• **Brief**:
Each entry is to be retyped exactly as it stands.

• **Source data**:
<<<<

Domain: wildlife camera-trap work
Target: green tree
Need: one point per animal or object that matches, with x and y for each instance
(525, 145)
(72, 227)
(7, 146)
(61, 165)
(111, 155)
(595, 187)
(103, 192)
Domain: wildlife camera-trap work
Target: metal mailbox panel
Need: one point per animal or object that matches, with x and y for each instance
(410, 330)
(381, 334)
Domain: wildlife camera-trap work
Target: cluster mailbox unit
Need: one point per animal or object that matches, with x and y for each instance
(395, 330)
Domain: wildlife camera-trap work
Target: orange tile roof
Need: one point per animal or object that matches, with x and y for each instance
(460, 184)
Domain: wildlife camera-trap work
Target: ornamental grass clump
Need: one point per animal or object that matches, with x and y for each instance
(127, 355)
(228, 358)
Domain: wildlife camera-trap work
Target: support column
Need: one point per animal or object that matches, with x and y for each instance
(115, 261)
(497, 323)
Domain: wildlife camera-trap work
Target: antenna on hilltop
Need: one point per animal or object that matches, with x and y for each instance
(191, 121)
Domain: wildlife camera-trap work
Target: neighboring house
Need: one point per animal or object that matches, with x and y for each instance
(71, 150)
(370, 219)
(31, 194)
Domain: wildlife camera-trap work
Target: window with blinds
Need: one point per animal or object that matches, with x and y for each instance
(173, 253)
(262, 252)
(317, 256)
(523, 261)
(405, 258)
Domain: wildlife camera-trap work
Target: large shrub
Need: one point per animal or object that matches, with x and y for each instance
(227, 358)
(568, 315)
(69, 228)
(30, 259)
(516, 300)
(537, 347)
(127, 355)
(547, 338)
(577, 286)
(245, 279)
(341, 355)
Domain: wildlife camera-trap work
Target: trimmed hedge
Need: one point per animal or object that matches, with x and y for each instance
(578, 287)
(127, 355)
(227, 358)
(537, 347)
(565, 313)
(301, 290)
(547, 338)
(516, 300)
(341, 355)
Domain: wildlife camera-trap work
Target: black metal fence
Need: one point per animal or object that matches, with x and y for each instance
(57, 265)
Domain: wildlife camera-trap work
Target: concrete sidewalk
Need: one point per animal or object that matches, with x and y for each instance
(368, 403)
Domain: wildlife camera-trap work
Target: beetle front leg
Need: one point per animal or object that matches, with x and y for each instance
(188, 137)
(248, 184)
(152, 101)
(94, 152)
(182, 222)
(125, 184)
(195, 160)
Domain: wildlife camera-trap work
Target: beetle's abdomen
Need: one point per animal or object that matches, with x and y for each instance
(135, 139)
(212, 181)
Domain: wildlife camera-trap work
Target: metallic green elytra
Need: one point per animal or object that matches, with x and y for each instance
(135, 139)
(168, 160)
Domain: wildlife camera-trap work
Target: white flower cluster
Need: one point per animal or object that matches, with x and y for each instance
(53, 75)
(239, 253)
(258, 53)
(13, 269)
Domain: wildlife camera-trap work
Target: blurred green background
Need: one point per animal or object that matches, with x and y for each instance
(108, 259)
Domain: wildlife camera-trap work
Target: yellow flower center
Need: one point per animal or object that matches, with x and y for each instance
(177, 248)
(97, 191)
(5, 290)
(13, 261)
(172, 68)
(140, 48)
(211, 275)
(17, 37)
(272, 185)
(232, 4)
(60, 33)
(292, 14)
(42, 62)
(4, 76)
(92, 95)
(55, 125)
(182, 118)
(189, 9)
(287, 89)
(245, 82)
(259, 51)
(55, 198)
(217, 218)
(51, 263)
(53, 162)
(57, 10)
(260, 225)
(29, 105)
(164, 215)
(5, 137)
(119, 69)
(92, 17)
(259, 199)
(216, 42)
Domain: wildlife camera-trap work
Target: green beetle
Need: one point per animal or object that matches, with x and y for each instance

>>>>

• **Written reply**:
Domain: wildlife camera-trap work
Target: green tree
Need: one point per animal or object that matches, with x and y for each instance
(525, 145)
(72, 227)
(7, 146)
(61, 165)
(111, 155)
(595, 187)
(103, 192)
Domain: wildlife camera-trap work
Target: metal mailbox panel
Need: one point per animal or object that matches, with x and y for each instance
(410, 330)
(381, 334)
Domain: wildlife camera-trap work
Target: cluster mailbox unit
Need: one point per animal or object that matches, with x and y for each instance
(395, 330)
Domain: wildlife camera-trap work
Target: orange tile roof
Need: one point per animal or object that matches, with x and y for each instance
(460, 184)
Domain: wildlife camera-trap work
Target: ornamental grass clump
Need: one point per animal or object that matches, with x and y for each instance
(127, 355)
(228, 358)
Domain: wildlife camera-trap work
Target: support column
Need: one point per animal or object that matches, with x and y for each instance
(115, 261)
(497, 323)
Domain: wildlife camera-trap work
Target: antenna on hilltop
Need: one point per animal or object that matches, with x and y for each instance
(191, 121)
Domain: wildlife camera-trap work
Target: neighboring house
Need: one point per animal or object that matches, with x and y for each instance
(71, 150)
(370, 219)
(31, 194)
Domain: wildlife camera-trap work
Target: window with blinds
Need: one point per animal or object that matches, with x and y for each instance
(173, 253)
(262, 252)
(317, 256)
(523, 261)
(405, 258)
Domain: wildlife camera-trap work
Target: large shrub
Need: one point per animal or object that matches, with x and y for each instance
(227, 358)
(568, 315)
(69, 228)
(30, 259)
(516, 300)
(537, 347)
(127, 355)
(547, 338)
(577, 286)
(245, 279)
(341, 355)
Domain: wildlife camera-trap work
Target: trimmed hedge
Need: one point per animal or object that matches, with x and y for each instance
(578, 287)
(127, 355)
(227, 358)
(537, 347)
(565, 313)
(301, 290)
(547, 338)
(516, 300)
(341, 355)
Domain: wildlife camera-trap work
Target: black metal fence
Need: one point per animal or object that matches, with x and y for each instance
(57, 265)
Domain: wildlife camera-trap work
Target: concrete sidewalk
Need: one point per animal or object that matches, with x and y for each instance
(368, 403)
Domain: wildlife camera-trap work
Target: beetle front leg
Need: one point per animal or object that matches, with x and y for each instance
(188, 137)
(248, 184)
(152, 101)
(94, 152)
(182, 222)
(125, 184)
(195, 160)
Domain: wildlife camera-trap work
Target: beetle's abdomen
Need: one point per animal or object that matches, with x and y for each instance
(135, 139)
(212, 181)
Domain: wildlife camera-trap work
Target: metallic green elytra
Need: one point per animal or object that matches, with x and y for each instance
(135, 139)
(168, 160)
Domain: wildlife camera-trap work
Target: white flower cluster
Need: one point per animal or object that matches, with x and y for each instance
(53, 75)
(239, 253)
(258, 53)
(13, 269)
Domain: wildlife camera-trap work
Target: blurred green background
Need: one point per animal or object that matches, with x and y for each instance
(108, 259)
Domain: wildlife camera-trap work
Target: yellow flower center
Need: one point per animal or object that matches, with x and y for each instance
(177, 248)
(97, 191)
(5, 290)
(13, 261)
(172, 68)
(140, 48)
(211, 275)
(17, 37)
(272, 185)
(232, 4)
(60, 33)
(292, 14)
(42, 62)
(4, 76)
(92, 95)
(55, 125)
(182, 118)
(189, 9)
(287, 89)
(245, 82)
(259, 51)
(55, 198)
(217, 218)
(51, 263)
(53, 162)
(57, 10)
(260, 225)
(29, 105)
(164, 215)
(5, 137)
(119, 69)
(92, 17)
(259, 199)
(216, 42)
Domain: wildlife camera-trap work
Target: green beetle
Need: one point per animal or object that matches, with x and y for each instance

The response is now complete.